======== RECORDS PROVIDED

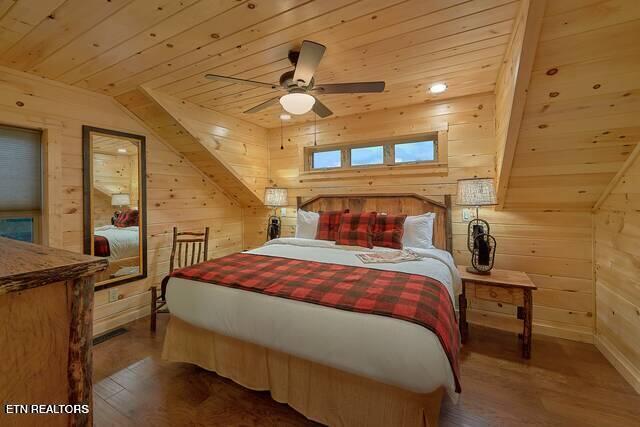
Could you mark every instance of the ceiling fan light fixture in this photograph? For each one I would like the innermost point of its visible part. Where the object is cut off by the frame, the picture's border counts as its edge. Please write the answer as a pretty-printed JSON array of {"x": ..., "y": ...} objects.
[
  {"x": 438, "y": 88},
  {"x": 297, "y": 103}
]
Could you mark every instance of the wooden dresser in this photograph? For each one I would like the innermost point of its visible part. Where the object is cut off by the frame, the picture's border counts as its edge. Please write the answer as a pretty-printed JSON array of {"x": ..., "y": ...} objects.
[{"x": 46, "y": 311}]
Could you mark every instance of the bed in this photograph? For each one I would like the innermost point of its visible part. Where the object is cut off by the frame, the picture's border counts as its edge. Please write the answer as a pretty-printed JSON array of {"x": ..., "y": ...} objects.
[
  {"x": 334, "y": 366},
  {"x": 121, "y": 247}
]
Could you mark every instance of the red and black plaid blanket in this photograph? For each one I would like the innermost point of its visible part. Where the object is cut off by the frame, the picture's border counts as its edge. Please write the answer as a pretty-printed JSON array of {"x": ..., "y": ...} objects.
[
  {"x": 410, "y": 297},
  {"x": 101, "y": 246}
]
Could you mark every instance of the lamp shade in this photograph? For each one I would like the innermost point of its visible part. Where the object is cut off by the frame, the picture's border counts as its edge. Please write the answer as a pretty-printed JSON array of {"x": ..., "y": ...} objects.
[
  {"x": 275, "y": 196},
  {"x": 476, "y": 192},
  {"x": 297, "y": 103},
  {"x": 120, "y": 199}
]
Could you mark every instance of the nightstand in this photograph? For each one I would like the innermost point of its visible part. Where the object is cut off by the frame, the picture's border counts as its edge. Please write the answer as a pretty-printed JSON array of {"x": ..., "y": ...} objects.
[{"x": 503, "y": 286}]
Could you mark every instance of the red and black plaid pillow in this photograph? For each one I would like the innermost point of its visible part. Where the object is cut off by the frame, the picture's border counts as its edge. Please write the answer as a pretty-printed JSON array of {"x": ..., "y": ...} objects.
[
  {"x": 127, "y": 219},
  {"x": 357, "y": 229},
  {"x": 388, "y": 231},
  {"x": 328, "y": 224}
]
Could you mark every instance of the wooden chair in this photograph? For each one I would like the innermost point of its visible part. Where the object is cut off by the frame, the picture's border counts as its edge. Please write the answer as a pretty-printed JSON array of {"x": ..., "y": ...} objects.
[{"x": 185, "y": 251}]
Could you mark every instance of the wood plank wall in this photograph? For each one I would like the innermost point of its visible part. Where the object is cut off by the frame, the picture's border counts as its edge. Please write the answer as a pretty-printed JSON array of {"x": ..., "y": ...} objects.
[
  {"x": 178, "y": 193},
  {"x": 617, "y": 268},
  {"x": 581, "y": 115},
  {"x": 241, "y": 146},
  {"x": 554, "y": 247}
]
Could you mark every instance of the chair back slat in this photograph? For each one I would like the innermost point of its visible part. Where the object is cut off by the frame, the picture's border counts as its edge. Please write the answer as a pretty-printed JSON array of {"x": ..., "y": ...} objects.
[{"x": 183, "y": 250}]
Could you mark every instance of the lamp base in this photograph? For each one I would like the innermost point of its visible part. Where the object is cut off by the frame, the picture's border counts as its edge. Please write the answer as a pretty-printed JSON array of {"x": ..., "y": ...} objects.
[{"x": 478, "y": 272}]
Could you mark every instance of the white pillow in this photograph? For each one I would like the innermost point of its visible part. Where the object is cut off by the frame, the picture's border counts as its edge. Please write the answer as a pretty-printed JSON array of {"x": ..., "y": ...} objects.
[
  {"x": 418, "y": 231},
  {"x": 307, "y": 224}
]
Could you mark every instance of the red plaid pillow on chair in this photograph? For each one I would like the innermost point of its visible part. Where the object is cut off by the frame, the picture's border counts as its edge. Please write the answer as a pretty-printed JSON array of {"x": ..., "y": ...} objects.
[
  {"x": 328, "y": 224},
  {"x": 388, "y": 231},
  {"x": 357, "y": 229}
]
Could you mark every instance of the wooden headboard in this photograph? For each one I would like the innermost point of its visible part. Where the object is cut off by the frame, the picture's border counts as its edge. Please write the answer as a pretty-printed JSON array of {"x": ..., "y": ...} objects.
[{"x": 408, "y": 204}]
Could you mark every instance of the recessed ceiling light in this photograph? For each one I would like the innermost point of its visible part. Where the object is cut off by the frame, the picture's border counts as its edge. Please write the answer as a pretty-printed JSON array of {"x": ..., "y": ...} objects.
[{"x": 438, "y": 88}]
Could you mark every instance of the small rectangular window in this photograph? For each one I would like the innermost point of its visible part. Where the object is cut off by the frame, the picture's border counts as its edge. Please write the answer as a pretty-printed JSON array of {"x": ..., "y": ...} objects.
[
  {"x": 420, "y": 151},
  {"x": 18, "y": 229},
  {"x": 367, "y": 156},
  {"x": 326, "y": 159},
  {"x": 20, "y": 183},
  {"x": 428, "y": 150}
]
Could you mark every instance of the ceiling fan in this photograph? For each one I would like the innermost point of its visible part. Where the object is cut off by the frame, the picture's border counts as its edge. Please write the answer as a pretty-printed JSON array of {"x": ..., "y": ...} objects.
[{"x": 300, "y": 84}]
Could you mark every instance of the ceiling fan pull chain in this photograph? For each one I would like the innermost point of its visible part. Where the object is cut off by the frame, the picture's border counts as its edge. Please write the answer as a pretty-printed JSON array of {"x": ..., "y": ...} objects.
[{"x": 281, "y": 134}]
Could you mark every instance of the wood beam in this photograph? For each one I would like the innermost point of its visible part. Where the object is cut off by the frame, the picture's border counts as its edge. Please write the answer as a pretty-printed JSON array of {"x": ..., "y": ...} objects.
[
  {"x": 616, "y": 179},
  {"x": 512, "y": 86}
]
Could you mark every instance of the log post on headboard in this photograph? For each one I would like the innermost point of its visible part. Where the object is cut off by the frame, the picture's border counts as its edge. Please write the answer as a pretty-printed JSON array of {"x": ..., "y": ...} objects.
[{"x": 408, "y": 204}]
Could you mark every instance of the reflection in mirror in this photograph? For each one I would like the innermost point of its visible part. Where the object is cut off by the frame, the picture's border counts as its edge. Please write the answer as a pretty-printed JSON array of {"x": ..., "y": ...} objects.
[{"x": 114, "y": 228}]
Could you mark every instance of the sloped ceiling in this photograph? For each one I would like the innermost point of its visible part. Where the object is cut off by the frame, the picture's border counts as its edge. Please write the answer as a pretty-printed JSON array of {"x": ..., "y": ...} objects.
[
  {"x": 168, "y": 45},
  {"x": 581, "y": 117}
]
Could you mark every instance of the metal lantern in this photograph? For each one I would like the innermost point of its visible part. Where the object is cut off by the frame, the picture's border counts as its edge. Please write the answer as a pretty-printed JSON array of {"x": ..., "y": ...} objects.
[{"x": 482, "y": 245}]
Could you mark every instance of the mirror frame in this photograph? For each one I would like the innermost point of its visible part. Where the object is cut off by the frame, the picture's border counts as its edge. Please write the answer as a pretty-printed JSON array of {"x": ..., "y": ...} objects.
[{"x": 87, "y": 184}]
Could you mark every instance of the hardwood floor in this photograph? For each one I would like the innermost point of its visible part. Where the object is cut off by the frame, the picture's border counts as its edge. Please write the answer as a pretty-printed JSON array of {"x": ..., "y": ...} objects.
[{"x": 564, "y": 384}]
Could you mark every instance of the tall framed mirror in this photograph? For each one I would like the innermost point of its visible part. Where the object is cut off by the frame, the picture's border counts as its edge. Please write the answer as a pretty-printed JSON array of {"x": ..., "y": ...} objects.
[{"x": 115, "y": 199}]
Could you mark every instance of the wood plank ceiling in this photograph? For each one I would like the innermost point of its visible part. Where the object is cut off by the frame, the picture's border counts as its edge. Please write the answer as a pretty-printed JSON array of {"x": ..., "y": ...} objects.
[{"x": 113, "y": 46}]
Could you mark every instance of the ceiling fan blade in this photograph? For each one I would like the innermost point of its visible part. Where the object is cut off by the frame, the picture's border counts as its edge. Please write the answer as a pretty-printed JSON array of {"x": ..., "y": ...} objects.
[
  {"x": 356, "y": 87},
  {"x": 264, "y": 105},
  {"x": 240, "y": 81},
  {"x": 320, "y": 109},
  {"x": 310, "y": 55}
]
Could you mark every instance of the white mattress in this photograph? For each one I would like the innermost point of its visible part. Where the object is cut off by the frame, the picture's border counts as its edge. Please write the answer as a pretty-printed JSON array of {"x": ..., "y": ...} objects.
[
  {"x": 124, "y": 242},
  {"x": 385, "y": 349}
]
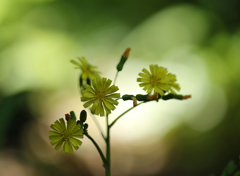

================

• EXERCISE
The lines from the one containing "Could you mark every instance of the ceiling fan blade" through the final line of the data are to be repeated exactly, with both ends included and all pictures left out.

• EXERCISE ANSWER
Could you mark every instance of the ceiling fan blade in this photograph? For each one I would like the innermost point of its visible part. Where the object is cut off by the frame, the picture's border counts as its edge. Please write the answer as a pretty-printed JSON array of {"x": ..., "y": ...} objects.
[
  {"x": 356, "y": 87},
  {"x": 264, "y": 105},
  {"x": 240, "y": 81},
  {"x": 320, "y": 109},
  {"x": 310, "y": 55}
]
Could you mark every instance of the white mattress in this photograph? For each one I would like the innermost point of its visible part. Where the object is cut off by the frame, the picture's border counts as its edge. Please write the answer as a pretty-printed JSON array of {"x": ..., "y": ...} objects.
[
  {"x": 124, "y": 242},
  {"x": 385, "y": 349}
]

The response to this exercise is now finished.